PASSAGE PROVIDED:
★ ★ ★ ★ ★

[StarCluster] Fast shared or local storage? (Cedar McKay)

Wed May 14 19:14:57 EDT 2014

Super info, thanks Rayson! It's been a number of months since I played with s3fs.

> On May 14, 2014, at 17:35, "Rayson Ho" <raysonlogin at gmail.com> wrote:
> 
> The "64GB limit" in s3fs should only affect writes to S3, as AWS
> limits 10,000 parts in a multipart upload operation, and s3fs by
> default uses 10MB part size. Thus the max filesize is 100GB, but the
> s3fs developers limit it to 64GB (they say it is a nicer number). That
> code was removed from the latest git version, and the limit now is
> 10000 * multipart size (so if multipart_size is set to a larger number
> than 10MB, then the max file size could be larger than 100GB).
> 
> On the other hand, S3 supports concurrent reads from S3 via "Range
> GET"s, which is what is used by s3fs. As S3 does not limit the number
> of concurrent GETs, the 100GB limit shouldn't apply to reads from S3.
> 
> Rayson
> 
> ==================================================
> Open Grid Scheduler - The Official Open Source Grid Engine
> http://gridscheduler.sourceforge.net/
> http://gridscheduler.sourceforge.net/GridEngine/GridEngineCloud.html
> 
> 
> 
> 
>> On 5/13/14, MacMullan, Hugh <hughmac at wharton.upenn.edu> wrote:
>> I remember having to modify the s3fs source to handle files greater than ...
>> I think 64GB, FYI, in case that's important. If anyone runs into issues with
>> big files and s3fs, poke the code, or if you need further details (no idea
>> if that's still a problem), just let me know.
>> 
>> -Hugh
>> 
>> On May 13, 2014, at 16:07, "Cedar McKay"
>> <cmckay at uw.edu<mailto:cmckay at uw.edu>> wrote:
>> 
>> Great, thanks for all the info guys. I ended up implementing mounting my
>> read only databases as an s3fs volume, then designating the ephemeral
>> storage as the cache. Hopefully this will give me the best of all worlds;
>> fast local storage, and lazy downloading.
>> 
>> I haven't tested much yet, but If I have problems with this setup I'll
>> probably just skip the s3fs thing and just load the database straight onto
>> the ephemeral storage as you suggested.
>> 
>> best,
>> Cedar
>> 
>> 
>> 
>> On May 12, 2014, at 2:12 PM, Steve Darnell
>> <darnells at dnastar.com<mailto:darnells at dnastar.com>> wrote:
>> 
>> Hi Cedar,
>> 
>> I completely agree with David. We routinely use blast in a software pipeline
>> build on top of EC2. We started by using an NFS share, but we are currently
>> transitioning to ephemeral storage.
>> 
>> Our plan is to put the nr database (and other file-based data libraries) on
>> local SSD ephemeral storage for each node in the cluster. You may want to
>> consider pre-packaging the compressed libraries on a custom StarCluster AMI,
>> then use a plug-in to mount ephemeral storage and decompress the blast
>> libraries into ephemeral storage. The avoids the download from S3 each time
>> you start a node, which added 10-20 minutes in our case. Plus, it eliminates
>> one more possible point of failure during cluster initialization. To us, it
>> is worth the extra cost of maintaining a custom AMI and the extra size of
>> the AMI itself.

★ ★ ★ ★ ★

Position identification records:

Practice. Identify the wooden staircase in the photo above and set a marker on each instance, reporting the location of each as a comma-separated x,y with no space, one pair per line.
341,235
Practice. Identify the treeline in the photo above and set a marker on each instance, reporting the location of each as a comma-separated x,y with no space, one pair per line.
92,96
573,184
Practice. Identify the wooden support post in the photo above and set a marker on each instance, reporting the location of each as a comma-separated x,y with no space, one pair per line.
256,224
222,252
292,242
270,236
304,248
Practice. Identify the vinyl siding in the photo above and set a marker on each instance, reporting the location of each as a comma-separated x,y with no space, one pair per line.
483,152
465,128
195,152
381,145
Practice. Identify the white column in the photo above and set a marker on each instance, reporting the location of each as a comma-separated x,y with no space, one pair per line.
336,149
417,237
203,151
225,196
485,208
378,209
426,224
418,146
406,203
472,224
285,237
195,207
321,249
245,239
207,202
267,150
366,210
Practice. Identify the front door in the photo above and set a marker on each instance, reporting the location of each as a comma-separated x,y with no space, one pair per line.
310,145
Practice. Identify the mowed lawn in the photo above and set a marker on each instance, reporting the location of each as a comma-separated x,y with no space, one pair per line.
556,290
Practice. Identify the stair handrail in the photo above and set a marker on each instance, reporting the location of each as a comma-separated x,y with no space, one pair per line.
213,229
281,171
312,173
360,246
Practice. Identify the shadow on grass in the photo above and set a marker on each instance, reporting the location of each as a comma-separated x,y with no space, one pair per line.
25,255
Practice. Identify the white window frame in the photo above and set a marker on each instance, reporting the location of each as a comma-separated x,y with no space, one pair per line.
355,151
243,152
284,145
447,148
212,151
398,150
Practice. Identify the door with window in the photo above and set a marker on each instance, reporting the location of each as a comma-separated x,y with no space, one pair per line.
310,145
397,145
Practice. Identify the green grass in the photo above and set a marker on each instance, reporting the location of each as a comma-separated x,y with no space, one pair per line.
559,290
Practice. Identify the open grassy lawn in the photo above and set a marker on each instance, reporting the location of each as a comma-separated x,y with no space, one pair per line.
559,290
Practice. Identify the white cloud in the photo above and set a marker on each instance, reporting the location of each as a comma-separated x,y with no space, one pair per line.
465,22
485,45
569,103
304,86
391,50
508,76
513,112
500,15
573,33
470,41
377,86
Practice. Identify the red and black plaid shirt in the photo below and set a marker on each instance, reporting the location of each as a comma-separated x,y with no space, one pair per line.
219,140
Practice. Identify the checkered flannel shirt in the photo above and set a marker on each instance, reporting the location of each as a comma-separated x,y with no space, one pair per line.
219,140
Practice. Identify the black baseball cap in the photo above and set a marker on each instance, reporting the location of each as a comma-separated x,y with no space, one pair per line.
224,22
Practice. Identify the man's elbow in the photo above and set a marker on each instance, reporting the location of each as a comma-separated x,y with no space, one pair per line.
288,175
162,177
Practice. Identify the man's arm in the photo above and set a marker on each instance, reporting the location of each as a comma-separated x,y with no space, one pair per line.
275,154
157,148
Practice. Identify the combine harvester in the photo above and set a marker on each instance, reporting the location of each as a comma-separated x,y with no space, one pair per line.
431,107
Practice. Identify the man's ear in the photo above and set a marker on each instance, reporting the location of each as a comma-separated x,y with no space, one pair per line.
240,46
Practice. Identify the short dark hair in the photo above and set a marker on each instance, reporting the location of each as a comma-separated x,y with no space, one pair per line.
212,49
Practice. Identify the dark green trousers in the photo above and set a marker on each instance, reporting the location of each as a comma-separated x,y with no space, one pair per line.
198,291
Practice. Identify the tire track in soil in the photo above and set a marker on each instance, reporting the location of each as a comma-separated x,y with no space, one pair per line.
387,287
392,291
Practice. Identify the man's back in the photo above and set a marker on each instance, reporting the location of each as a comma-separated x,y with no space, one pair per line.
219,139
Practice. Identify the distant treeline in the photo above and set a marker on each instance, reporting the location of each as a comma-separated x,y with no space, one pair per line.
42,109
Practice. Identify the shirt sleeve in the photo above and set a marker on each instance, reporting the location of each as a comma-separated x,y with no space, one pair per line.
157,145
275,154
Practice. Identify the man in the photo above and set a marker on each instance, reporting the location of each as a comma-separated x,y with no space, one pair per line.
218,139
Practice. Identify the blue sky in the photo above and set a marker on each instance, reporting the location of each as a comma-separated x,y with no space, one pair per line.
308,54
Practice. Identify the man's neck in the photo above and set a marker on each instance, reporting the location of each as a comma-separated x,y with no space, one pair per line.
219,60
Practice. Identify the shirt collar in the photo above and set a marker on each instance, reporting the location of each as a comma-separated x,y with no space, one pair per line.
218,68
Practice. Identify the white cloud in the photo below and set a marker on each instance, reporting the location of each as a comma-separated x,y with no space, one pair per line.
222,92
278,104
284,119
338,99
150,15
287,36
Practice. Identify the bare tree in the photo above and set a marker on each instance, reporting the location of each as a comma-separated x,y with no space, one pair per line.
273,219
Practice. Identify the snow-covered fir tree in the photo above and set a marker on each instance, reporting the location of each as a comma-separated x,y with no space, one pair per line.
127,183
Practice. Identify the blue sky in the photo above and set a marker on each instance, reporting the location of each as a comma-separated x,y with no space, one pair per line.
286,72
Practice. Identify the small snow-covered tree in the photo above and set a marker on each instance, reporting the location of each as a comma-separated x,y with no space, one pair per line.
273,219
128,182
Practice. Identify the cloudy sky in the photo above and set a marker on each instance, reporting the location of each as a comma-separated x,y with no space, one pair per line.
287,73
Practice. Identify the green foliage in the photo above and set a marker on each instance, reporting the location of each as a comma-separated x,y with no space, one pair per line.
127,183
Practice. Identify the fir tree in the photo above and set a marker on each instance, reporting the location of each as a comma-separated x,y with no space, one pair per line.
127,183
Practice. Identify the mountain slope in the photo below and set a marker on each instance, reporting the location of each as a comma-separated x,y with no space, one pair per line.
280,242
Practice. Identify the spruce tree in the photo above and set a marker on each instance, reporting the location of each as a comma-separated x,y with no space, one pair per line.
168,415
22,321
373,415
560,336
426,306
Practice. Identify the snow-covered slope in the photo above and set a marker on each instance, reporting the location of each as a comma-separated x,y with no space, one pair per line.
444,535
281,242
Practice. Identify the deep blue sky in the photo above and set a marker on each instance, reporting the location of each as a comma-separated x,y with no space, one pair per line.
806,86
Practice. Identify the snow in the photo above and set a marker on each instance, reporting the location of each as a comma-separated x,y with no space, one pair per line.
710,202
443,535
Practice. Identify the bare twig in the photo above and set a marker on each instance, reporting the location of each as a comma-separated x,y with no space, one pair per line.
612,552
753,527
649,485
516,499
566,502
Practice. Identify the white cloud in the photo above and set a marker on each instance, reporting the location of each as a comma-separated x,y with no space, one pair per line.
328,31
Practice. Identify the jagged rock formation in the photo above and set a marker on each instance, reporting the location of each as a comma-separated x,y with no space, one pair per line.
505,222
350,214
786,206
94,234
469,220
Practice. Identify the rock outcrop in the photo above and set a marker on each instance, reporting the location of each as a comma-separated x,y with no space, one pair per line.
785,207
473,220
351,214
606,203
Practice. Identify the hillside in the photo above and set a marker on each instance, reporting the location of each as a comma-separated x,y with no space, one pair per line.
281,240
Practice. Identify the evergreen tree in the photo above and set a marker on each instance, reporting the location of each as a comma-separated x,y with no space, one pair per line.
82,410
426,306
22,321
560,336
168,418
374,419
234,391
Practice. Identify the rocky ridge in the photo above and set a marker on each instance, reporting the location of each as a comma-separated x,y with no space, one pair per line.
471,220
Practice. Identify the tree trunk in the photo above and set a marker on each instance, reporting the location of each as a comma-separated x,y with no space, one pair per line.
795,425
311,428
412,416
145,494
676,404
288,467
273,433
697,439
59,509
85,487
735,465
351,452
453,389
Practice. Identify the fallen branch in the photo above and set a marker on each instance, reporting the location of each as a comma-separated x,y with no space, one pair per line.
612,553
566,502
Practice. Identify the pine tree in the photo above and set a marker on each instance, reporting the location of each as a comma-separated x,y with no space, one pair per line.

★ ★ ★ ★ ★

PROBLEM:
Extract the passage of the StarCluster storage thread from "Wed May 14 19:14:57" to "larger than 100GB).", copied word for word.

WORKED ANSWER:
Wed May 14 19:14:57 EDT 2014

Super info, thanks Rayson! It's been a number of months since I played with s3fs.

> On May 14, 2014, at 17:35, "Rayson Ho" <raysonlogin at gmail.com> wrote:
> 
> The "64GB limit" in s3fs should only affect writes to S3, as AWS
> limits 10,000 parts in a multipart upload operation, and s3fs by
> default uses 10MB part size. Thus the max filesize is 100GB, but the
> s3fs developers limit it to 64GB (they say it is a nicer number). That
> code was removed from the latest git version, and the limit now is
> 10000 * multipart size (so if multipart_size is set to a larger number
> than 10MB, then the max file size could be larger than 100GB).